■ Problem to solve ■
Copy the lines below word for word, from the first line of text through the line containing "positive clicks: (172, 183)", including both. Leave the pictures out of your copy.

■ Data supplied ■
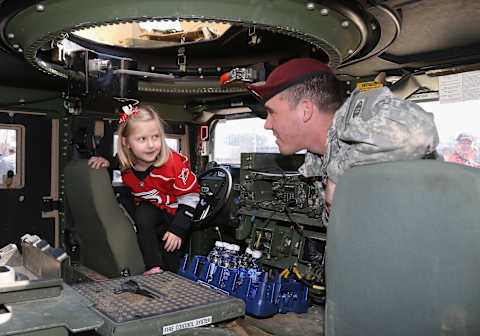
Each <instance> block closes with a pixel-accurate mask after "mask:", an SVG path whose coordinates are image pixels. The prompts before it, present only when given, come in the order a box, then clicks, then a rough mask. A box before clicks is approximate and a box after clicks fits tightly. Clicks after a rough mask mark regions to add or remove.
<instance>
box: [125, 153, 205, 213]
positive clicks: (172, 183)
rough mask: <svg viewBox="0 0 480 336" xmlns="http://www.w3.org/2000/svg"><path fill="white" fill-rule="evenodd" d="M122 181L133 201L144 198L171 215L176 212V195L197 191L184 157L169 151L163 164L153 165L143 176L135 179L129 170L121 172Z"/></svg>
mask: <svg viewBox="0 0 480 336" xmlns="http://www.w3.org/2000/svg"><path fill="white" fill-rule="evenodd" d="M122 180H123V184H125V185H126V186H127V187H129V188H130V191H131V193H132V195H133V196H134V197H135V204H137V205H138V203H139V202H140V201H144V200H147V201H149V202H151V203H152V204H154V205H156V206H158V207H159V208H161V209H165V210H167V212H168V213H170V214H172V215H174V214H175V212H176V211H177V207H178V203H177V196H180V195H185V194H189V193H197V194H198V193H200V186H199V185H198V181H197V177H196V176H195V174H193V172H192V169H191V168H190V164H189V162H188V158H186V157H185V156H183V155H181V154H178V153H177V152H175V151H173V150H172V151H171V153H170V156H169V158H168V161H167V163H165V164H164V165H163V166H161V167H155V168H153V170H152V171H151V172H150V174H148V175H147V177H145V179H143V180H140V179H138V177H137V176H135V174H134V173H133V171H131V170H129V171H127V172H125V173H123V174H122Z"/></svg>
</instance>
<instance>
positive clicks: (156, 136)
mask: <svg viewBox="0 0 480 336" xmlns="http://www.w3.org/2000/svg"><path fill="white" fill-rule="evenodd" d="M129 126H131V127H132V129H131V130H130V134H129V135H128V136H126V137H123V138H122V144H123V146H124V147H126V148H128V149H130V150H131V151H132V153H133V155H134V156H135V169H138V170H146V169H147V168H148V167H150V166H151V165H152V163H154V162H155V161H156V160H157V156H158V155H159V154H160V150H161V149H162V141H161V133H160V128H159V126H158V123H157V122H156V121H155V120H148V121H136V122H135V123H134V124H132V125H129Z"/></svg>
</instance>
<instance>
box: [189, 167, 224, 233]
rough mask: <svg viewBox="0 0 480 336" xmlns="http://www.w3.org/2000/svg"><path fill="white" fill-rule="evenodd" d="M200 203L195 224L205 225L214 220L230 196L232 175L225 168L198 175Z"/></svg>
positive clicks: (196, 208)
mask: <svg viewBox="0 0 480 336" xmlns="http://www.w3.org/2000/svg"><path fill="white" fill-rule="evenodd" d="M198 183H199V184H200V188H201V192H200V202H199V203H198V205H197V208H196V210H195V217H194V219H193V221H192V222H193V223H194V224H203V223H206V222H208V221H210V220H211V219H212V218H214V217H215V216H216V215H217V214H218V213H219V212H220V210H222V209H223V207H224V206H225V203H226V202H227V200H228V197H229V196H230V191H231V190H232V175H231V174H230V172H229V171H228V169H225V168H223V167H220V166H218V167H214V168H211V169H208V170H206V171H205V172H204V173H202V174H200V175H198Z"/></svg>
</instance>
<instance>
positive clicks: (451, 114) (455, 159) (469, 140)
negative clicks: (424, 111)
mask: <svg viewBox="0 0 480 336" xmlns="http://www.w3.org/2000/svg"><path fill="white" fill-rule="evenodd" d="M419 105H420V106H421V107H422V108H423V109H425V110H426V111H428V112H432V113H433V115H434V116H435V124H436V125H437V129H438V133H439V137H440V144H439V145H438V152H439V153H440V154H441V155H443V158H444V160H445V161H449V162H454V163H459V164H466V165H469V166H473V167H478V166H479V165H480V141H479V140H480V139H479V136H480V100H469V101H464V102H458V103H451V104H440V102H438V101H435V102H428V103H419Z"/></svg>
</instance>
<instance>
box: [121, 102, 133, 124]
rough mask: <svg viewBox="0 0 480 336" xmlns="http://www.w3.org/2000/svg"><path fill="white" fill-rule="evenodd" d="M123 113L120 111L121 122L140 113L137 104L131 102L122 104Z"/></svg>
mask: <svg viewBox="0 0 480 336" xmlns="http://www.w3.org/2000/svg"><path fill="white" fill-rule="evenodd" d="M122 110H123V113H119V114H120V115H121V117H120V120H119V121H118V122H119V123H120V124H123V123H124V122H126V121H127V120H128V118H130V117H131V116H132V115H134V114H137V113H138V109H137V107H136V106H132V105H131V104H129V105H125V106H122Z"/></svg>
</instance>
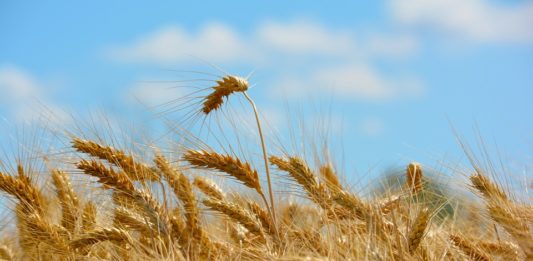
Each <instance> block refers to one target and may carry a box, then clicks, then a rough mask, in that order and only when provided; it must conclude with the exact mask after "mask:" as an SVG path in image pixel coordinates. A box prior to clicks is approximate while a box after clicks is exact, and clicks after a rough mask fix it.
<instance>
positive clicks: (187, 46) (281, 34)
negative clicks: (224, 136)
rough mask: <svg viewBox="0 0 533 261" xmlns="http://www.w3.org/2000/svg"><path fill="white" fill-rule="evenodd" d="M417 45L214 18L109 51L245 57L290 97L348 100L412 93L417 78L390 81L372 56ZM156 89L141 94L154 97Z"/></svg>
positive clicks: (226, 59)
mask: <svg viewBox="0 0 533 261" xmlns="http://www.w3.org/2000/svg"><path fill="white" fill-rule="evenodd" d="M418 48H419V46H418V42H417V40H416V38H414V37H412V36H410V35H402V34H398V33H395V34H387V33H372V34H363V33H361V34H360V35H356V32H355V30H350V29H347V28H332V27H328V26H325V25H323V24H319V23H316V22H312V21H306V20H296V21H292V22H284V23H283V22H274V21H267V22H264V23H262V24H259V25H258V26H257V27H256V28H255V30H253V31H252V33H248V34H245V33H237V31H236V30H234V29H232V28H231V27H229V26H225V25H222V24H218V23H212V24H209V25H206V26H204V27H202V28H201V29H200V30H199V31H198V32H197V33H194V32H193V33H191V32H187V31H186V30H183V29H181V28H180V27H178V26H173V27H166V28H163V29H161V30H158V31H157V32H155V33H152V34H150V35H148V36H145V37H143V38H141V39H138V40H137V41H135V42H133V43H132V44H129V45H127V46H125V47H114V48H112V49H111V55H112V57H113V58H115V59H119V60H122V61H126V62H152V63H153V62H155V63H181V62H187V61H190V58H191V57H189V56H187V54H192V55H195V56H198V57H201V58H205V59H207V60H208V61H212V62H215V63H223V62H226V63H232V62H236V61H237V62H239V61H247V62H249V63H251V64H254V65H255V66H257V65H258V64H260V65H261V66H262V69H265V68H266V69H267V70H268V69H271V70H273V71H274V74H273V75H275V76H276V77H281V78H280V79H271V80H273V81H274V82H277V85H276V88H273V89H275V90H276V91H278V90H283V91H284V92H289V93H290V96H292V97H294V96H297V95H299V96H300V97H301V96H302V93H305V92H306V91H308V90H310V89H313V90H320V91H326V92H327V91H329V92H330V93H332V94H335V95H342V96H343V97H346V98H360V99H372V100H387V99H391V98H395V97H396V96H398V97H405V96H410V95H411V94H413V95H414V94H415V93H416V94H417V95H418V94H420V91H419V90H420V89H422V84H421V83H420V81H419V80H417V79H414V77H411V78H413V79H398V78H397V77H394V78H391V79H389V77H386V75H385V74H384V73H382V72H380V71H379V70H378V68H377V67H375V66H373V64H372V60H373V59H375V58H378V57H379V58H380V59H383V58H385V59H388V58H397V57H402V56H403V57H408V56H412V55H414V54H416V52H417V50H418ZM346 64H348V65H346ZM269 66H270V67H269ZM304 72H306V73H304ZM284 75H291V77H292V78H283V77H284ZM135 88H138V87H135ZM136 91H137V92H138V91H139V90H136ZM154 92H159V93H160V91H159V90H154ZM154 92H147V95H145V96H146V97H148V98H149V97H151V96H159V95H160V94H156V93H154ZM405 92H407V93H408V95H404V93H405ZM143 96H144V95H143Z"/></svg>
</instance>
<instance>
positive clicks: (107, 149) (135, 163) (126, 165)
mask: <svg viewBox="0 0 533 261" xmlns="http://www.w3.org/2000/svg"><path fill="white" fill-rule="evenodd" d="M72 147H73V148H75V149H76V150H77V151H79V152H83V153H87V154H89V155H91V156H93V157H97V158H99V159H102V160H106V161H108V162H109V163H111V164H114V165H116V166H117V167H120V168H121V169H122V170H124V172H125V173H126V174H127V175H128V177H129V178H130V179H132V180H159V176H158V175H157V173H156V172H155V171H154V170H153V169H152V168H150V167H148V166H147V165H145V164H143V163H139V162H137V161H135V160H134V159H133V157H132V156H130V155H127V154H126V153H124V152H123V151H121V150H117V149H115V148H113V147H110V146H102V145H100V144H98V143H96V142H94V141H88V140H82V139H78V138H74V139H73V140H72Z"/></svg>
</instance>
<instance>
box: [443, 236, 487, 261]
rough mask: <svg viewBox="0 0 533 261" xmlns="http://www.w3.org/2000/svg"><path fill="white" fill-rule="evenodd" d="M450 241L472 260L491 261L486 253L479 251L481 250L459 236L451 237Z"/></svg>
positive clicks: (461, 237)
mask: <svg viewBox="0 0 533 261" xmlns="http://www.w3.org/2000/svg"><path fill="white" fill-rule="evenodd" d="M450 240H451V241H452V243H453V244H454V245H455V246H457V247H458V248H459V249H461V250H462V251H463V252H464V253H465V254H466V255H467V256H468V258H470V259H471V260H477V261H489V260H491V259H490V257H488V256H487V255H485V253H483V252H481V251H479V249H478V248H477V247H476V246H474V245H472V244H470V243H469V242H468V240H466V239H464V238H463V237H461V236H459V235H450Z"/></svg>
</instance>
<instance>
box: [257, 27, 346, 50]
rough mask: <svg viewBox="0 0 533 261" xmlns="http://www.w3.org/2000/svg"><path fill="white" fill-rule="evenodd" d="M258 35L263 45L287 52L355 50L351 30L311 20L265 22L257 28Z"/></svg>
mask: <svg viewBox="0 0 533 261" xmlns="http://www.w3.org/2000/svg"><path fill="white" fill-rule="evenodd" d="M257 36H258V40H259V41H260V43H261V44H263V45H264V46H265V47H266V48H272V49H274V50H278V51H283V52H285V53H289V54H314V55H316V54H319V55H339V54H347V53H353V52H354V51H356V46H355V39H354V35H353V34H352V33H349V32H348V31H342V30H338V31H333V30H331V29H330V28H325V27H324V26H322V25H320V24H316V23H312V22H303V21H297V22H293V23H279V22H266V23H264V24H262V25H261V26H260V27H259V28H258V29H257Z"/></svg>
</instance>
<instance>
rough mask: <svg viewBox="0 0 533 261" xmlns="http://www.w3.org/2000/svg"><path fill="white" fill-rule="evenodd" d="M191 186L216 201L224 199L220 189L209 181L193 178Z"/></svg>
mask: <svg viewBox="0 0 533 261" xmlns="http://www.w3.org/2000/svg"><path fill="white" fill-rule="evenodd" d="M193 184H194V185H195V186H196V187H197V188H198V189H200V190H201V191H202V192H203V193H204V194H206V195H207V196H209V197H212V198H215V199H218V200H223V199H224V198H225V197H226V195H225V194H224V191H222V189H220V187H219V186H218V185H217V184H216V183H215V182H213V181H212V180H210V179H207V178H204V177H200V176H197V177H195V178H194V182H193Z"/></svg>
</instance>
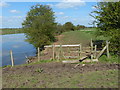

■ Answer area ■
Each <instance> block closes with a pixel-accurate mask after "mask:", an SVG path whose coordinates are image pixels. The prompts before it, present only when given, come in the order a box, then clicks, then a rough mask. A box before clicks is approximate and a box after clicks fits tightly. Clicks after a rough mask mark regions to add or remove.
<instance>
box: [125, 153, 205, 213]
positive clicks: (172, 183)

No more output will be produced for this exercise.